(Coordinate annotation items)
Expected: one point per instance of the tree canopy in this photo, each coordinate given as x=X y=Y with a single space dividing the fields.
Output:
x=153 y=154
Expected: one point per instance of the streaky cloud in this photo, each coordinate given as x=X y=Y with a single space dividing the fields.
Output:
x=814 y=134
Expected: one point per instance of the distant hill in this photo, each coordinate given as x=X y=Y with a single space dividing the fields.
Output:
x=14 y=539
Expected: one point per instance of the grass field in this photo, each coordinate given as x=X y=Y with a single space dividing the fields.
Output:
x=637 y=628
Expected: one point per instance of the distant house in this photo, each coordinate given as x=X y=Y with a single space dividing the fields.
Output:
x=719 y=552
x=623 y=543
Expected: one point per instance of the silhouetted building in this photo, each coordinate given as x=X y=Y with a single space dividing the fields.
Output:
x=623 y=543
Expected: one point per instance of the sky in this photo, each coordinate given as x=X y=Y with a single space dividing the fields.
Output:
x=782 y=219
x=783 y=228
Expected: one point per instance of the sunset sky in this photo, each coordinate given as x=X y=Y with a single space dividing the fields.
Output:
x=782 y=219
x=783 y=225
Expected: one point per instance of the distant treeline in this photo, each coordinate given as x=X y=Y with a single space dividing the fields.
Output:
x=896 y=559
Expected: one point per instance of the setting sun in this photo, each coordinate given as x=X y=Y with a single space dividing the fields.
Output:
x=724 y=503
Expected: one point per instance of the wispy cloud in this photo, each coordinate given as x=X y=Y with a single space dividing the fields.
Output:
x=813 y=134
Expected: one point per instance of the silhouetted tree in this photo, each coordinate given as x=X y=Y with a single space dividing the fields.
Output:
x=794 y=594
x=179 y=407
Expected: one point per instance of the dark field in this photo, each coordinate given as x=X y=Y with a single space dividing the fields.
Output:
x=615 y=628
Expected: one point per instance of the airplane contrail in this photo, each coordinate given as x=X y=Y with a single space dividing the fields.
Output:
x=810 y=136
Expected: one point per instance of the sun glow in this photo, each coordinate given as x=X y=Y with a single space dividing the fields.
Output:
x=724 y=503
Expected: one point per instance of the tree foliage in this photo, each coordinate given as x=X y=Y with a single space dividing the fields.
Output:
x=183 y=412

WORK REQUIRED: Copy out all of the items above line for line, with no changes.

RIGHT ANSWER:
Expected: one point per instance of the tree canopy in this photo, each coordinate given as x=X y=Y with a single space dividing the fields.
Output:
x=153 y=154
Expected: one point per instance of the streaky cloud in this photo, each coordinate given as x=X y=Y with a single space dividing the fields.
Output:
x=814 y=134
Expected: one point per instance of the distant hill in this photo, each coordinate given as x=X y=Y with a single space dividing the fields.
Output:
x=14 y=539
Expected: one point per instance of the grass field in this photo, each coordinate given as x=X y=Y with a single space dividing the fields.
Output:
x=637 y=628
Expected: one point per instance of the distant house in this photo, each coordinate given as x=X y=Y with a single space dividing the fields.
Output:
x=719 y=552
x=623 y=543
Expected: one point per instance of the silhouetted building in this photo, each coordinate given as x=X y=Y with a single space dividing the fields.
Output:
x=623 y=543
Expected: one point per instance of the sky in this photo, each coordinate given as x=X y=Y with a single space dividing the fields.
Output:
x=782 y=219
x=783 y=228
Expected: one point per instance of the sunset sky in this photo, each coordinate given as x=X y=Y with a single space dividing the fields.
Output:
x=782 y=219
x=783 y=225
Expected: one point per instance of the distant treeline in this photo, each coordinate given as x=X y=Y with a single space dividing the fields.
Output:
x=896 y=559
Expected: one point per instance of the setting sun in this photo, each coordinate given as x=X y=Y with a single space dividing the fields.
Output:
x=724 y=503
Expected: one point per instance of the wispy cloud in this photo, each coordinate given as x=X y=Y with a single space dividing the fields.
Output:
x=813 y=134
Expected: one point per instance of the silhouetted tree in this photo, each coordinate given as x=X y=Y with a single space dividing the fields.
Output:
x=794 y=594
x=179 y=407
Expected: one point per instance of the dark field in this photo, each coordinate given as x=X y=Y with a single space dividing the fields.
Output:
x=615 y=628
Expected: one point per instance of the airplane contrail in this photo, each coordinate given as x=X y=Y with a single space dividing the fields.
Output:
x=810 y=136
Expected: one point per instance of the sun glow in this photo, each coordinate given as x=X y=Y with a single space dividing the fields.
Output:
x=724 y=503
Expected: one point per instance of the tree foliage in this photo, each coordinate given as x=X y=Y with a single space dividing the fields.
Output:
x=183 y=412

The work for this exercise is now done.